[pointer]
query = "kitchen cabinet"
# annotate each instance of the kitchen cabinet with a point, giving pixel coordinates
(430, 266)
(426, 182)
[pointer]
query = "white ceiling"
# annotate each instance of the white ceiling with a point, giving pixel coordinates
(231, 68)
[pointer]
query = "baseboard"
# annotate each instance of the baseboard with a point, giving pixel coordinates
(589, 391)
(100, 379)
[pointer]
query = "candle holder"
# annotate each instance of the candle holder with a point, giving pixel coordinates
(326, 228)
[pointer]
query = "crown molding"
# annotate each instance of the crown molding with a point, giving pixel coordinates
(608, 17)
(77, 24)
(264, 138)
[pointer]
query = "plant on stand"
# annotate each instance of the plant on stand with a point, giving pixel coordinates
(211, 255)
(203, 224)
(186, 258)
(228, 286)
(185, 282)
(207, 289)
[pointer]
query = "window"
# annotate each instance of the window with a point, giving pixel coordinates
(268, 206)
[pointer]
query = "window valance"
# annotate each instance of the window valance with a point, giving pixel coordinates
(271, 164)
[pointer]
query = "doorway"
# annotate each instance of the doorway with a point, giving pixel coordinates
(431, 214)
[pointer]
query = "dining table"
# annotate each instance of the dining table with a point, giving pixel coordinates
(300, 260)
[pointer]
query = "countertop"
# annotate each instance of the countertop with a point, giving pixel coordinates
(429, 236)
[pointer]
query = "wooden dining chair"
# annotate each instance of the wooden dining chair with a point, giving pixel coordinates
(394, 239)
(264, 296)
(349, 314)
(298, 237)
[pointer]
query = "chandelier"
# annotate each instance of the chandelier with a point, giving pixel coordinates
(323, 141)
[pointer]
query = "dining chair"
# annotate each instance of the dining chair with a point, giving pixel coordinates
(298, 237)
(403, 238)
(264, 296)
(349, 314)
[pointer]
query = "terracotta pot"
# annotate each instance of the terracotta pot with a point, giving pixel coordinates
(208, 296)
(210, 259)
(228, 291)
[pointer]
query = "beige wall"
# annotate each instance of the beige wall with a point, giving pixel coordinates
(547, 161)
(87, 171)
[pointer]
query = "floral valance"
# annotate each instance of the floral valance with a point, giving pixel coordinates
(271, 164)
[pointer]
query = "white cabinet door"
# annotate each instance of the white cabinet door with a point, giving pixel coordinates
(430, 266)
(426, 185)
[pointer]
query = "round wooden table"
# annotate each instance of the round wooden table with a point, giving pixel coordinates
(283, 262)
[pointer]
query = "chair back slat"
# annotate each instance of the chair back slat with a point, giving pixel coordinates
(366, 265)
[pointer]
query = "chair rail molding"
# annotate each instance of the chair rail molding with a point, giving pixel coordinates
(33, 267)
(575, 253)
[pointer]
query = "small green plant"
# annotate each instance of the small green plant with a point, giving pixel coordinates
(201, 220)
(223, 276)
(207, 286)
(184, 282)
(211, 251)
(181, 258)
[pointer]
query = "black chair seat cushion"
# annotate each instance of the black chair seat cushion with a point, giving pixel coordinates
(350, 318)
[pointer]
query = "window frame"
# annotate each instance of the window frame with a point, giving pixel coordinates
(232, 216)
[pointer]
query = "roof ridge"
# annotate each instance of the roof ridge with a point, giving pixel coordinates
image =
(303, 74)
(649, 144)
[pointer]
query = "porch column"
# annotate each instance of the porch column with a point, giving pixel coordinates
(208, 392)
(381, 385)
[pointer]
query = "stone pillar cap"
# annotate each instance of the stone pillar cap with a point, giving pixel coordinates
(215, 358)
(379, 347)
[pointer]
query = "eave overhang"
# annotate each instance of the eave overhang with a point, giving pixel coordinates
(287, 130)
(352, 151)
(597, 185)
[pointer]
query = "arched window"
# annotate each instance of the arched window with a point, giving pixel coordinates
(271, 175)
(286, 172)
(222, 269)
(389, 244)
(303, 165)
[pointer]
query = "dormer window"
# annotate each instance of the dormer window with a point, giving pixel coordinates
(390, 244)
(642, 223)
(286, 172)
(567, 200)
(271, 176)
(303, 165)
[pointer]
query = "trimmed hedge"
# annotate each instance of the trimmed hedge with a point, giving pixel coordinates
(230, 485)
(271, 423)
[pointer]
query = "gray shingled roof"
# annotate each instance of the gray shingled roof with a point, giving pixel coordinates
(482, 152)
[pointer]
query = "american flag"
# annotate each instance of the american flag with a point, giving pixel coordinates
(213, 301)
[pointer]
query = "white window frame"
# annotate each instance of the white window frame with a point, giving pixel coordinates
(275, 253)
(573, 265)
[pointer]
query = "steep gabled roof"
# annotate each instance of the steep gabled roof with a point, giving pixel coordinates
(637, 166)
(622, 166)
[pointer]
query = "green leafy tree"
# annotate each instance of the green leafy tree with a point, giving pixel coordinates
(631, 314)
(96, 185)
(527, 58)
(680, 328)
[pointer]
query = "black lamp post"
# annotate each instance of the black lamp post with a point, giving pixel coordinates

::::

**TASK PROMPT**
Set down the entries verbatim, leaving none out.

**EXERCISE RESULT**
[pointer]
query = "kitchen cabinet"
# annotate each instance of the kitchen cabinet with a point, giving pixel coordinates
(430, 266)
(426, 182)
[pointer]
query = "white ceiling"
# annotate each instance of the white ceiling with a point, giving pixel coordinates
(231, 68)
[pointer]
query = "baseboard"
# annotate each instance of the baseboard with a point, giving pixel coordinates
(589, 391)
(100, 379)
[pointer]
query = "candle holder"
# annotate each instance of the candle holder with a point, giving pixel coordinates
(326, 228)
[pointer]
query = "crown molding"
# annotate each instance of the crown molding with a point, giving pixel coordinates
(608, 17)
(77, 24)
(264, 138)
[pointer]
query = "plant on stand"
# annotate each instance of the plant on stand with a point, giving pixel coordinates
(211, 255)
(203, 224)
(186, 258)
(228, 286)
(185, 282)
(207, 289)
[pointer]
query = "window"
# annotate each instance of the window with a point, giving pixel coordinates
(268, 206)
[pointer]
query = "window valance"
# annotate each instance of the window valance with a point, giving pixel coordinates
(271, 164)
[pointer]
query = "doorway"
# annotate each instance of the doorway with a point, giving pixel coordinates
(431, 214)
[pointer]
query = "dining table"
# annotate each instance of the dining table with a point, giving pixel coordinates
(300, 260)
[pointer]
query = "countertop"
# annotate each instance of the countertop with a point, giving pixel coordinates
(429, 236)
[pointer]
query = "wooden dining chair"
# annotate each instance of the wooden dining chair with a point, giving pixel coordinates
(394, 239)
(264, 296)
(349, 314)
(298, 237)
[pointer]
query = "chandelier"
# annotate each instance of the chandelier with a point, giving pixel coordinates
(323, 141)
[pointer]
query = "dining chair"
# annotate each instance of the dining chair with a point, giving pixel coordinates
(298, 237)
(403, 238)
(264, 296)
(349, 314)
[pointer]
query = "terracotta pot"
# annotate each instance of the terracotta pot with a point, giving pixel coordinates
(208, 296)
(210, 259)
(228, 291)
[pointer]
query = "beige wall"
# annotate each instance of the beige wall with a point, giving pixel coordinates
(547, 161)
(87, 171)
[pointer]
query = "floral valance"
# annotate each instance of the floral valance with a point, giving pixel coordinates
(271, 164)
[pointer]
query = "white cabinet door"
# annotate each instance of the white cabinet door with a point, giving pixel coordinates
(430, 266)
(426, 185)
[pointer]
query = "round wooden table"
# annotate each instance of the round wooden table with a point, giving pixel coordinates
(283, 262)
[pointer]
query = "chair back slat"
# annotate each instance of the chair back slat with a point, giving pixel coordinates
(366, 265)
[pointer]
query = "chair rail molding"
# annotate each instance of the chair rail molding with a point, giving pixel coordinates
(33, 267)
(575, 253)
[pointer]
query = "small green plant"
# annotate each instance of the small green plant with a point, giving pixel coordinates
(201, 220)
(223, 276)
(207, 286)
(184, 282)
(211, 251)
(181, 258)
[pointer]
query = "black chair seat cushion"
# annotate each instance of the black chair seat cushion with a point, giving pixel coordinates
(350, 318)
[pointer]
query = "window frame"
# annotate each instance of the window frame with a point, giving pixel coordinates
(232, 216)
[pointer]
query = "roof ridge"
# annotate each instance of the roof ridge with a point, giving pixel coordinates
image =
(303, 74)
(649, 144)
[pointer]
query = "porch column"
# annotate each instance of the porch column with a point, giving pixel coordinates
(208, 392)
(381, 385)
[pointer]
query = "stone pillar cap"
# annotate each instance of the stone pillar cap with a point, giving pixel coordinates
(215, 358)
(379, 347)
[pointer]
query = "eave overhang"
# annotate each instance of the eave overhang with a point, giving pixel coordinates
(287, 130)
(352, 151)
(597, 185)
[pointer]
query = "arched window"
# annotate each instance of the arched window with a point, giving pixel coordinates
(271, 175)
(286, 172)
(222, 269)
(389, 244)
(303, 165)
[pointer]
query = "dormer window"
# annotate each instance of the dormer window with a point, giving pixel coordinates
(390, 244)
(642, 223)
(286, 172)
(567, 200)
(271, 176)
(303, 165)
[pointer]
query = "trimmed hedge"
# annotate each instance of the trimmed hedge with a point, giving pixel coordinates
(230, 485)
(271, 423)
[pointer]
query = "gray shingled roof"
# annotate each instance of the gray shingled roof with a point, giving pixel coordinates
(482, 152)
[pointer]
query = "american flag"
# annotate each instance of the american flag with a point, giving pixel coordinates
(213, 301)
[pointer]
query = "white window frame"
# annotate each instance of the white window frame with a point, giving pixel coordinates
(275, 253)
(573, 265)
[pointer]
query = "steep gabled roof"
# annotate each instance of the steep gabled roof with a point, giving pixel coordinates
(637, 166)
(622, 166)
[pointer]
query = "green leafy tree"
# annotate each instance of the green leafy tree with a point, giving pixel coordinates
(631, 314)
(96, 185)
(527, 58)
(680, 328)
[pointer]
query = "black lamp post"
# annotate each instance of the black lamp post with a point, giving pixel coordinates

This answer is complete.